══ Source passage
I just rerun the application to confirm that it was really like that. So,
using the test-environment previously described i got the following output:

Database vacuumed
pg: Trying 1000 inserts with indexing on...
Time taken: 24 seconds

pg: Trying 1000 inserts with indexing off...
Time taken: 22 seconds

Database vacuumed
pg: Trying 10000 inserts with indexing on...
Time taken: 220 seconds

pg: Trying 10000 inserts with indexing off...
Time taken: 220 seconds

Daniel Akerud

Yes, actually...
forgot to say that... VACUUM & VACUUM ANALYZE before each test run...

Thanks

Daniel Akerud

Did you VACUUM ANALYZE as well, after you created the tables/indexes?
════
══ Data excerpts
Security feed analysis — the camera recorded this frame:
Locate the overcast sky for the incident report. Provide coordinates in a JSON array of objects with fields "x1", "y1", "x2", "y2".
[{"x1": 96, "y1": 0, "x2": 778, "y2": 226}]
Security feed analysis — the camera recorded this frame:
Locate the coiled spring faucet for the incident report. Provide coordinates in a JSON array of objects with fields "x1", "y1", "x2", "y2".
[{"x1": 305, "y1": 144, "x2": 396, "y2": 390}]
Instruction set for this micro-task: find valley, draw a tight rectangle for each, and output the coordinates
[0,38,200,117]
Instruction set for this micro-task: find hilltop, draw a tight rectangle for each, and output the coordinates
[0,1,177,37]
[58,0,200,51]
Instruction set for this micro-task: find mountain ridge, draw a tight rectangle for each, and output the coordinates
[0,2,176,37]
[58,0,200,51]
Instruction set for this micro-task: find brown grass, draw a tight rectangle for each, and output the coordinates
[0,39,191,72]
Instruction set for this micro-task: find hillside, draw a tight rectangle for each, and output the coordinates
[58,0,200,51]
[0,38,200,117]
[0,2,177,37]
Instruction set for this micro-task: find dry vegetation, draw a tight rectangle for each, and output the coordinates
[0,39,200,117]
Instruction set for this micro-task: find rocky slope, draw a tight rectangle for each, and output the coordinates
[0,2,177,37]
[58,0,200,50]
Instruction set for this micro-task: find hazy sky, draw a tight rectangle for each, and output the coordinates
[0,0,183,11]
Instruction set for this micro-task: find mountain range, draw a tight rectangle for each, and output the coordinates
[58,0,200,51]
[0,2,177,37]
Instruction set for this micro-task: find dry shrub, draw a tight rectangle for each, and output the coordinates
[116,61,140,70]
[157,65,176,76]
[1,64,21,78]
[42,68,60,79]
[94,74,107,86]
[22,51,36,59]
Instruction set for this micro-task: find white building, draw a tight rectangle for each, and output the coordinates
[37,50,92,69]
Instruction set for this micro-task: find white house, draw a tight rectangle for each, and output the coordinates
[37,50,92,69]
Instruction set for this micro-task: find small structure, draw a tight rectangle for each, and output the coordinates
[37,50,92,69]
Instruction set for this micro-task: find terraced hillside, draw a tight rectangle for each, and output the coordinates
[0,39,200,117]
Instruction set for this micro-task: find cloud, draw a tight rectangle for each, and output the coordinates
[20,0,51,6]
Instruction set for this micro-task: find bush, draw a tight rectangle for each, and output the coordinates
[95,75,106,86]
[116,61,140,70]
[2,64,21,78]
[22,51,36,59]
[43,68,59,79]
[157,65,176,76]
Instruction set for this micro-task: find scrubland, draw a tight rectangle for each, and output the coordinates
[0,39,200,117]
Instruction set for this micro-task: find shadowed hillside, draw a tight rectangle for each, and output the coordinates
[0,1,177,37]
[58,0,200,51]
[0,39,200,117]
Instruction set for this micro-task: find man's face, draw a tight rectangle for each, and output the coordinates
════
(Aim A) Swap "inserts" for "rows" in the part of the PostgreSQL insert test text that opens with the words "Time taken: 22 seconds" and closes with "10000 inserts with indexing off...", and give that part with the change.
(Aim B) In order, list every "Time taken" value that the PostgreSQL insert test text reports.

(Task solution A)
Time taken: 22 seconds

Database vacuumed
pg: Trying 10000 rows with indexing on...
Time taken: 220 seconds

pg: Trying 10000 rows with indexing off...

(Task solution B)
24 seconds
22 seconds
220 seconds
220 seconds